By His wounds We Are Healed

003

I  have  come  to  learn  that  God’s  ways  and  His timing, most times, are not the same as mine. He is gentle  and  heals  us  in  layers,  always  leading  us  to His love, the only place we have the courage to look at  our  sins.  He  knows  what we  can  handle  and  when, so he does not make us look at  everything  all  at  once.

Sometimes it may take years before things are revealed.I must admit, it has been over  thirty  years  since  my abortion, and the one person I  never  really  felt  called  to speak to was Joe, the father of my aborted son, Joshua. I am not sure why. Maybe because he was out of the picture by
the time I had the abortion, or because it had been so many years.  I  had  no  idea  where
he was, and it was just never something  that  came  up  for me,  so  it  came  as  a  surprise
when on a recent day one of my sisters asked me if I had ever told him what had happened. I replied that I thought he knew I had had an abortion, but we had never spoken. Then, she asked “Well, don’t you think he  has  a  right  to  know  what  happened?”   A  part  of me realized she was right, and I told her I would pray about it and ask God for direction.

(Object detection data)
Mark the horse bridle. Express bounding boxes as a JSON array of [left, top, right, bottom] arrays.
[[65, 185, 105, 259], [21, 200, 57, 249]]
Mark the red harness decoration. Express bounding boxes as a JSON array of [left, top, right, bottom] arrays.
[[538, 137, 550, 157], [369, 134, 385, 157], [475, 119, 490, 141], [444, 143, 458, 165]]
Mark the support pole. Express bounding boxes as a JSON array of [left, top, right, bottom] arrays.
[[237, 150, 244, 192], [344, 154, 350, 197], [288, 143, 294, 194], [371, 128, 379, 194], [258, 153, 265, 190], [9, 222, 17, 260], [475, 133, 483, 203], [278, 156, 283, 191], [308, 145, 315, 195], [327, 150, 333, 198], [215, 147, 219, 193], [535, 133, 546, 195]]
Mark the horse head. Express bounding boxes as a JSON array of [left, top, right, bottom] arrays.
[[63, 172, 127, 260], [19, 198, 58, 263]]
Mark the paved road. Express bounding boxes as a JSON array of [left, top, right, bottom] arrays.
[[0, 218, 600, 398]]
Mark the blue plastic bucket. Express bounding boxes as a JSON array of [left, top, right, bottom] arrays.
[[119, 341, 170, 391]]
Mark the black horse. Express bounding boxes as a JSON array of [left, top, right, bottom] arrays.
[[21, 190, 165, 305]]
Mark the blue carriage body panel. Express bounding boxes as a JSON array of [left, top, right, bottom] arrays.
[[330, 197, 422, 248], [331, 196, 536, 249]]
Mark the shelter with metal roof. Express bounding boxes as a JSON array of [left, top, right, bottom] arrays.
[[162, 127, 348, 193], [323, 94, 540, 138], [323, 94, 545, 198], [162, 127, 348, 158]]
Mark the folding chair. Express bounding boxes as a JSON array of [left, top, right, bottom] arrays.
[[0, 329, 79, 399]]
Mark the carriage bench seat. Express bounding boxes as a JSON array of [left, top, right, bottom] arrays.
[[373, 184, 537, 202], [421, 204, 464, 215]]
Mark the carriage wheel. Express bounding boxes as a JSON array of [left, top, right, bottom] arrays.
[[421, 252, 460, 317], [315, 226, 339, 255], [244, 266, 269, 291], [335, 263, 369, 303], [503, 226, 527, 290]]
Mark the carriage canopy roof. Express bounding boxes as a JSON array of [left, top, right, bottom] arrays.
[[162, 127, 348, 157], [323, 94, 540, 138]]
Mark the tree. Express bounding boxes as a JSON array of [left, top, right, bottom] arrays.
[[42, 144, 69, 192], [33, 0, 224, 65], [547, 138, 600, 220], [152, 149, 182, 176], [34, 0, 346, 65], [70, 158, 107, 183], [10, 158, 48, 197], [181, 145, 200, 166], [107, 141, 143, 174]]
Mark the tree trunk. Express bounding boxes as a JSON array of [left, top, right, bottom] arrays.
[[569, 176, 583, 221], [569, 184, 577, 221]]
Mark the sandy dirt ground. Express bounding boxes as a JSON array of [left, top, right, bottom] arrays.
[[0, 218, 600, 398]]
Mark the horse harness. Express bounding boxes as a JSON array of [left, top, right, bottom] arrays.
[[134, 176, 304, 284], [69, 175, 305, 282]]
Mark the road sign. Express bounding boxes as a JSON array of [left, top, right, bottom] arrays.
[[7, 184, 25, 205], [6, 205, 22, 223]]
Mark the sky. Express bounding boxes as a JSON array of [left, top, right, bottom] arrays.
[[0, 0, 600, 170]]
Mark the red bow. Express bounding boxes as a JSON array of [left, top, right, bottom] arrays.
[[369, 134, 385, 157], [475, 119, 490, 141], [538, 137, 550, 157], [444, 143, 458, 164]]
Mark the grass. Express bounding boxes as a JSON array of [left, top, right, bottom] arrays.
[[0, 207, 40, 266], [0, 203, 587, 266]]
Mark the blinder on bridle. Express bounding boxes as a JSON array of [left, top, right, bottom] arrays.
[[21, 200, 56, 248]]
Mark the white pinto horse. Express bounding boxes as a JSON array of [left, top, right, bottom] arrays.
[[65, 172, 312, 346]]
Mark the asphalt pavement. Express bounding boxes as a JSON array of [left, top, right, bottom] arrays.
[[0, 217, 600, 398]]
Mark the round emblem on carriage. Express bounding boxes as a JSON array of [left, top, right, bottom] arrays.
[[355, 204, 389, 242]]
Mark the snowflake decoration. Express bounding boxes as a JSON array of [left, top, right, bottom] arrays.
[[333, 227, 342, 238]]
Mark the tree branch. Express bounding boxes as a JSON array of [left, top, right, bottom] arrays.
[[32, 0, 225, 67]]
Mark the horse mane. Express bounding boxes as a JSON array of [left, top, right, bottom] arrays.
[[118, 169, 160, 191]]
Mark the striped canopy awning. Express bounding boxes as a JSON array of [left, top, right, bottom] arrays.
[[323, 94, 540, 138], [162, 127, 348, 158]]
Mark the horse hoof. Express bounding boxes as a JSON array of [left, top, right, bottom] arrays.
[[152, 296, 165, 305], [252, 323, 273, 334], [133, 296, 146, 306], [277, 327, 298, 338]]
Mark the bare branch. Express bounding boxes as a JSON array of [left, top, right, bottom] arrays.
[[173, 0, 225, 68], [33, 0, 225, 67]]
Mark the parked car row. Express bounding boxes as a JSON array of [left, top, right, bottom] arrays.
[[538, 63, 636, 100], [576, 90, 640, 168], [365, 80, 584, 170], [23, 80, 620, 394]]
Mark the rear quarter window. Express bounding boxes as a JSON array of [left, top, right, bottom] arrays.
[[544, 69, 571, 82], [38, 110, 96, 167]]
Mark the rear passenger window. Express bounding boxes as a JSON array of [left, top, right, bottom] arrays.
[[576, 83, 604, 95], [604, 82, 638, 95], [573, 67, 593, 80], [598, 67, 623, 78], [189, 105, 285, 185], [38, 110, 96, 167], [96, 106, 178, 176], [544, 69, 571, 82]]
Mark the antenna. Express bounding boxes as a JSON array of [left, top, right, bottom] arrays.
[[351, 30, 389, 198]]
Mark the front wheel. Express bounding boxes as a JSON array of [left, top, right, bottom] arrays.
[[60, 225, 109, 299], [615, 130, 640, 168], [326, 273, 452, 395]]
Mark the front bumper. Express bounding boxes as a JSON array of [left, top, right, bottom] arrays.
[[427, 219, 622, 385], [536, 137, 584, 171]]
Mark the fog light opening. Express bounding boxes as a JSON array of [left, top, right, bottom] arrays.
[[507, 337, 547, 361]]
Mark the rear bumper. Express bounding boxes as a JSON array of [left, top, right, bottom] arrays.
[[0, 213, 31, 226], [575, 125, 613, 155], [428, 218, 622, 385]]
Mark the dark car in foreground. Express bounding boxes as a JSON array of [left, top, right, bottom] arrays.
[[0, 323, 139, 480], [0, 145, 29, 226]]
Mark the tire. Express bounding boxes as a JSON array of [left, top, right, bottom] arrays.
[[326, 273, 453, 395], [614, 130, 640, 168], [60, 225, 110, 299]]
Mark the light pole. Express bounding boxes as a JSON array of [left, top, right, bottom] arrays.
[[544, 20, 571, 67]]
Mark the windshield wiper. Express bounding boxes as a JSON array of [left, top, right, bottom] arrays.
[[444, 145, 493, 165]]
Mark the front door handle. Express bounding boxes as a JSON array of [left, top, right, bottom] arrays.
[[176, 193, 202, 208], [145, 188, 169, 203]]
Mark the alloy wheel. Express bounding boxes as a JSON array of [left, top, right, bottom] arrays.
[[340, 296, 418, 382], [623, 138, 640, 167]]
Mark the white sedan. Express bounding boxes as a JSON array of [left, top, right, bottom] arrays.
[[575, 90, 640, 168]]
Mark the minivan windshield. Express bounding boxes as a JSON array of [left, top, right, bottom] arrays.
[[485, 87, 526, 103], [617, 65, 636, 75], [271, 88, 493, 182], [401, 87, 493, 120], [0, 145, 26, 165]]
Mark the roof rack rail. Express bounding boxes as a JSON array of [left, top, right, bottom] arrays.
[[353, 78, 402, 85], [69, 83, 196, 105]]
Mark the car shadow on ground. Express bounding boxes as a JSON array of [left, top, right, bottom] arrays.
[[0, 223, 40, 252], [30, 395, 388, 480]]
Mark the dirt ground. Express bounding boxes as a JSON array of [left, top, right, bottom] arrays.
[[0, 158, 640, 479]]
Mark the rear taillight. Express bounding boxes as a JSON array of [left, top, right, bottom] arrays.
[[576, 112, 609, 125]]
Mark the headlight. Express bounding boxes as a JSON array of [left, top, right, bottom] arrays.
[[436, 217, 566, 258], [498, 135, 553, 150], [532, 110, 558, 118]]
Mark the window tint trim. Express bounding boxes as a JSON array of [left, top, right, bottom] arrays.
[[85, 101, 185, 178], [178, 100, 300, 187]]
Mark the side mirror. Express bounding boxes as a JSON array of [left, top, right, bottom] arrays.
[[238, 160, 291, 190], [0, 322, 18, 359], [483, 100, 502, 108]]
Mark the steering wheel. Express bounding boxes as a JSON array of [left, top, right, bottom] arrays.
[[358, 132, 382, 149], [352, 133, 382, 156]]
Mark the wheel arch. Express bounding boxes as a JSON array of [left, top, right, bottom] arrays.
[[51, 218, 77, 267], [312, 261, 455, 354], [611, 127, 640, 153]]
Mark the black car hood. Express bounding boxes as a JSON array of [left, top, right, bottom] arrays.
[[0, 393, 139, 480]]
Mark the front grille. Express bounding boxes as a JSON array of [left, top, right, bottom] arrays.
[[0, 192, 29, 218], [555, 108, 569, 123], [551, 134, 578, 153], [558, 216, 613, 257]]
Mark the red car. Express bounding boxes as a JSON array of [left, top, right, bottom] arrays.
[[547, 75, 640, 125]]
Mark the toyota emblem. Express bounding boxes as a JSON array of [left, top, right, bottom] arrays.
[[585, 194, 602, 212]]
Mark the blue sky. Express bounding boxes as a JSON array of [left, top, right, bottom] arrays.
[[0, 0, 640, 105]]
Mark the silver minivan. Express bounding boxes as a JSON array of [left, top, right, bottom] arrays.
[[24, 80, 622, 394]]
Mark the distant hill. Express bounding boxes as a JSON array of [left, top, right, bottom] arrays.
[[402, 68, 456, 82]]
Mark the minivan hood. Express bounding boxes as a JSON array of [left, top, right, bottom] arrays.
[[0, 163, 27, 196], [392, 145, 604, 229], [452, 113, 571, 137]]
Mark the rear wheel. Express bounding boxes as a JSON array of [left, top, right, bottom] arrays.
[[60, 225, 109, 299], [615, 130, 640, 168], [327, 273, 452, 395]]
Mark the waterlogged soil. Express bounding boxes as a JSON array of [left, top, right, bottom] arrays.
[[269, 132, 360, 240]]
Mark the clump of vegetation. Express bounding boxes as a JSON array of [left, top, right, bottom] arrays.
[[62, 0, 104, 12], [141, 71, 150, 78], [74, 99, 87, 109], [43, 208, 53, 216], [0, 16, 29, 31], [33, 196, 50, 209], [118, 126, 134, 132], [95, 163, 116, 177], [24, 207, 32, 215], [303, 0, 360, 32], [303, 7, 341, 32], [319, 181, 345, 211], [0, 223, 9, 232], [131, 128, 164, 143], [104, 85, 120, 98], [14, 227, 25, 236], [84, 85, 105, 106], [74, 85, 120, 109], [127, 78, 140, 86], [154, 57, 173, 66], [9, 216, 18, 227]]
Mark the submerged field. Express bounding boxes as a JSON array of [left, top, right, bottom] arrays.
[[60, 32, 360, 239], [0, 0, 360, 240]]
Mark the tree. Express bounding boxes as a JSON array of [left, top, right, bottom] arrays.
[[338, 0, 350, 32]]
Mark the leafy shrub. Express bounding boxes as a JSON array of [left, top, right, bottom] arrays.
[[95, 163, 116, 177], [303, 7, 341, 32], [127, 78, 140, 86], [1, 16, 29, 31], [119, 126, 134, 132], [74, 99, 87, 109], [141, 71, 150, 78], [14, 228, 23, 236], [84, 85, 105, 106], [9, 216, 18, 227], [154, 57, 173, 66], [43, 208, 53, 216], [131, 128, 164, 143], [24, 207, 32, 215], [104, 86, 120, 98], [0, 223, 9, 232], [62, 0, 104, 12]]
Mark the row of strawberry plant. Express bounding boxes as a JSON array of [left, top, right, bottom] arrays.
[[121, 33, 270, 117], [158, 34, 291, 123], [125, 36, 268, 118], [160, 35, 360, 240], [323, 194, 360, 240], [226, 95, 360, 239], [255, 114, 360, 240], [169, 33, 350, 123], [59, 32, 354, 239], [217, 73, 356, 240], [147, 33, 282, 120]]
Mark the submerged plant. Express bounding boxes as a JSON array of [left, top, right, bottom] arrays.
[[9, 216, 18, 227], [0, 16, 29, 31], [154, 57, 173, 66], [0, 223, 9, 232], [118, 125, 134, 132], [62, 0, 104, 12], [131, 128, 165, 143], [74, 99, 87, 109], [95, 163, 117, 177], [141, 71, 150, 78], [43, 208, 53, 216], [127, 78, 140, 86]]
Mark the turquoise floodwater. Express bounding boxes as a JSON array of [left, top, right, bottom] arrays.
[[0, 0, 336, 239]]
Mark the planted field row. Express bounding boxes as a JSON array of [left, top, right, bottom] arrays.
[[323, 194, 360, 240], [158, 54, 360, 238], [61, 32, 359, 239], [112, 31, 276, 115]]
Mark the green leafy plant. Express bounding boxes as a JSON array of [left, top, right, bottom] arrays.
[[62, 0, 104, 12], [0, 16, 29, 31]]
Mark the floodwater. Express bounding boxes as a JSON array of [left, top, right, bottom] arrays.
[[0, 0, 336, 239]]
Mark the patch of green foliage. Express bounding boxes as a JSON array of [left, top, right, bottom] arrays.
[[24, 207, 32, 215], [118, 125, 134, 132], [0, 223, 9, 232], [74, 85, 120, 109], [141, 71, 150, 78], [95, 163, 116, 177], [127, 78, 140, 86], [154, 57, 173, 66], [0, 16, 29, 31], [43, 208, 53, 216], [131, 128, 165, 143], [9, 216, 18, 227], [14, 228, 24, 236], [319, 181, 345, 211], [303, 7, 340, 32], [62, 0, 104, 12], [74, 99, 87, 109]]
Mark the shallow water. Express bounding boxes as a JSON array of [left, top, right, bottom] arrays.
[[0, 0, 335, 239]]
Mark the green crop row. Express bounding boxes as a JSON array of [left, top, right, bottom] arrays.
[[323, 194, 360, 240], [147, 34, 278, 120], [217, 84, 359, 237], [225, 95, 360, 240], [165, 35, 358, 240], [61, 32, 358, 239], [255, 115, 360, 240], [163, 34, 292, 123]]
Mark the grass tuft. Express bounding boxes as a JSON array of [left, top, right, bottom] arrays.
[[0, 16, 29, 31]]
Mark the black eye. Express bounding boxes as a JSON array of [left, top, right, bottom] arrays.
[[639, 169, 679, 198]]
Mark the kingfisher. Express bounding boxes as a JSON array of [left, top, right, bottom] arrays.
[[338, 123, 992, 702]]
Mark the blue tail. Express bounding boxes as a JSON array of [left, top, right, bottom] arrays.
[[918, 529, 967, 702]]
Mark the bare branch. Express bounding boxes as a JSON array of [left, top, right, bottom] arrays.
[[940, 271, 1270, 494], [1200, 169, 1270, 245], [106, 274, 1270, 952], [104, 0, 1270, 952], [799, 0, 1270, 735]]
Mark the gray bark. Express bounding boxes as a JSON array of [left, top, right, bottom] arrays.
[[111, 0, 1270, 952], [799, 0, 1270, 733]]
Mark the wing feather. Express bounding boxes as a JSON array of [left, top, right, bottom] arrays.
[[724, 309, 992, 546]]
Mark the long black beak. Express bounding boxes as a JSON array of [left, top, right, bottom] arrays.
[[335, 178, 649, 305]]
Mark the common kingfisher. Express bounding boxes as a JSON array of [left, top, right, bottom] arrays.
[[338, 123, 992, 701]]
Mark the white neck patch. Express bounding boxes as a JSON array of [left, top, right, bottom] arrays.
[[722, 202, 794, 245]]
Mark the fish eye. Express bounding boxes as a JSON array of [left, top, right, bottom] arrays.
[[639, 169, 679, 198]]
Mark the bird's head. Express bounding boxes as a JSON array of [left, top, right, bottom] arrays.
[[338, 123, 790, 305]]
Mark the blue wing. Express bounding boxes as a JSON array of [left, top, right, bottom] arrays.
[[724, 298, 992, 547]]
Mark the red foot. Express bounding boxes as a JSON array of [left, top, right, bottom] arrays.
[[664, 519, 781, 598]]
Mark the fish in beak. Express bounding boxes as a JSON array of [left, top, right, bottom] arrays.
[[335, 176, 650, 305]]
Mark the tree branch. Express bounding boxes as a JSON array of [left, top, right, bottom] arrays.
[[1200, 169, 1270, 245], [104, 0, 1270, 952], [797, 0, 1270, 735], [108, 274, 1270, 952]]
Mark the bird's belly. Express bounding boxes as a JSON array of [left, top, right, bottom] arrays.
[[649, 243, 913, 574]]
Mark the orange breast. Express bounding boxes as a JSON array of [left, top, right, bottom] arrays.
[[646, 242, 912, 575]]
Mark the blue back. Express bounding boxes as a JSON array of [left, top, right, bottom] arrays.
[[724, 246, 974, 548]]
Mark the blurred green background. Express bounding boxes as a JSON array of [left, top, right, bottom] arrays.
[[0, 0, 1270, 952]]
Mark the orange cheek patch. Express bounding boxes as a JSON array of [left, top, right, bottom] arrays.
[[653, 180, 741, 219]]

#### [What the task requires]
Answer these questions from the reflection on healing:
1. How long has it been since the abortion?
2. What name is given for the aborted son?
3. What did the writer tell the sister she would do?
Rely on the text alone.

#### [Correct result]
1. Over thirty years.
2. Joshua.
3. Pray about it and ask God for direction.